WHAT IS BEING ASKED> Please copy out the records with "walkway" swapped for "path" and everything else unchanged, leaving out the pictures.

EXTRACTED ENTRIES>
**********

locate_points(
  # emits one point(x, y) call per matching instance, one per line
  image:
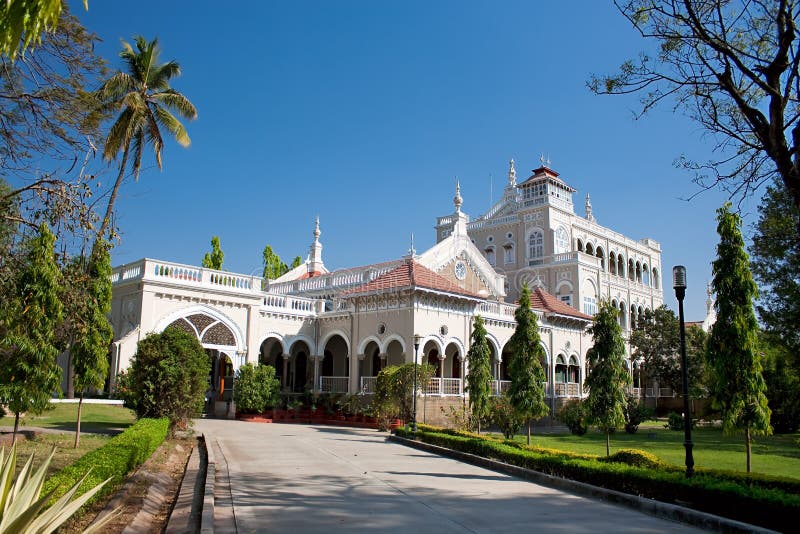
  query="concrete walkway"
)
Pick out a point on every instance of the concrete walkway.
point(296, 478)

**********

SOLUTION FOR THIS EXERCISE>
locate_points(
  # emits one point(x, y) call per matching instance, one per line
  image:
  query="concrete path"
)
Pick out a point on every instance of the concrete path.
point(296, 478)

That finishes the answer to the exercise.